(Beginning of MATERIAL PROVIDED)

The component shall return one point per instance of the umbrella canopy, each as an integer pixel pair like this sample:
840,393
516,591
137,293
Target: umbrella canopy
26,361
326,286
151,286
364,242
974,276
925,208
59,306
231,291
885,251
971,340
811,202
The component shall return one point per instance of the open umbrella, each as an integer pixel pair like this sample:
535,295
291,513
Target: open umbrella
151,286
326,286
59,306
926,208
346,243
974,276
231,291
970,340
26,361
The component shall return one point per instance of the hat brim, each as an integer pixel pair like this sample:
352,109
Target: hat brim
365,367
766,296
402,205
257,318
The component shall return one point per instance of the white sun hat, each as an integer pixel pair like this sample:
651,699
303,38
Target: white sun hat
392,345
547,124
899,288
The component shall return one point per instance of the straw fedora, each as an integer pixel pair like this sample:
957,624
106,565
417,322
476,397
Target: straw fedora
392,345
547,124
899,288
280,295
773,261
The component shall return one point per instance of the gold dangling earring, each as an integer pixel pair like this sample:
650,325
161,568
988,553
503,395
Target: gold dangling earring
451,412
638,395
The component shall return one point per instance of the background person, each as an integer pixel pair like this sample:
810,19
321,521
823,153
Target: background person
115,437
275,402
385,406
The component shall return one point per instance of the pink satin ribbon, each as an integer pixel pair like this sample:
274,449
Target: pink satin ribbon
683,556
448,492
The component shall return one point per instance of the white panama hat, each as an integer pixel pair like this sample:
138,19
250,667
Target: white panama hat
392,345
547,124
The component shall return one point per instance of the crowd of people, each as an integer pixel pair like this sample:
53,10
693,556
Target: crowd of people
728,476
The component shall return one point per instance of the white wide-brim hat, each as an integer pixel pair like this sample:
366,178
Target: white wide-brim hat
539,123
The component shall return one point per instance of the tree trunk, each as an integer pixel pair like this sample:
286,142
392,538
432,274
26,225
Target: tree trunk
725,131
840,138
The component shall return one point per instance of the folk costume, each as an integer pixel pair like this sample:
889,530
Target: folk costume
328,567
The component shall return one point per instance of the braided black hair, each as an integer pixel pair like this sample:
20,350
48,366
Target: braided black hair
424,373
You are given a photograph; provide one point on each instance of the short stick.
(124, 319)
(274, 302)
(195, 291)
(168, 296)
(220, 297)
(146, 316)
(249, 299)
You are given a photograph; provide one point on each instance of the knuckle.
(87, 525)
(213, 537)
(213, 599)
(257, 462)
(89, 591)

(End of MATERIAL PROVIDED)

*EXERCISE GOAL*.
Please restate the preceding entries word for word.

*RESPONSE*.
The component shall return one point per instance of the umbrella canopy, each as an integer pixel pair like this sample:
840,393
516,591
137,293
Target: umbrella canopy
26,361
326,286
151,286
364,242
974,276
925,208
59,306
231,291
885,251
971,340
811,202
The component shall return one point per instance of the open umbrella, each as an integer pixel pair like this sample:
535,295
291,513
Target: open umbrella
151,286
326,286
59,306
926,208
346,243
974,276
231,291
970,340
26,361
The component shall return one point per instance of the hat brim, each as an integer pixel pair like this sample:
352,109
Target: hat brim
365,367
766,296
402,205
257,318
The component shall return one point per instance of the white sun hat, each as an integer pixel pair like this sample:
651,699
303,38
Target: white sun hat
392,345
547,124
899,288
The component shall return one point per instance of the straw fedora, each as an integer pixel pair like this sample:
957,624
106,565
417,322
476,397
Target: straw fedora
392,345
547,124
899,288
280,295
773,261
The component shall return one point per instance of the gold dangling earring, each as an integer pixel pair like this sample:
650,325
161,568
988,553
503,395
Target: gold dangling earring
451,412
638,395
The component shall return one point per instance of the background person, each as an integer pixel pair like this sample:
810,19
321,521
823,153
Target: background person
115,437
275,402
385,406
The component shall return one point per instance of the pink satin ribbon, each as an integer pixel pair like this sample:
274,449
Target: pink satin ribbon
683,556
448,492
The component shall return one point per instance of the white panama hat, each as an integer pixel pair like this sample:
138,19
250,667
Target: white panama hat
392,345
547,124
The component shall return one point per instance of the crowd of people, each as an integer pixel pair like this sample:
53,10
693,556
Target: crowd of people
728,476
The component shall return one point per instance of the white wide-brim hat, each as an integer pixel pair like this sample:
366,178
Target: white wide-brim hat
539,123
The component shall return one point per instance of the tree trunk, each as an integer pixel pair like this sample:
286,142
392,538
432,274
26,225
Target: tree trunk
725,131
840,138
The component shall return one point per instance of the folk costume, each as an integer pixel pair like this sample:
889,530
Target: folk costume
328,567
The component shall return one point per instance of the braided black hair, each as an integer pixel pair like this sample:
20,350
48,366
Target: braided black hair
424,373
You are given a photograph; provide one point on each instance of the short stick.
(124, 319)
(274, 302)
(195, 291)
(168, 296)
(220, 297)
(146, 316)
(249, 299)
You are given a photograph; provide one point on each instance of the knuckle.
(87, 525)
(213, 537)
(213, 599)
(257, 462)
(89, 591)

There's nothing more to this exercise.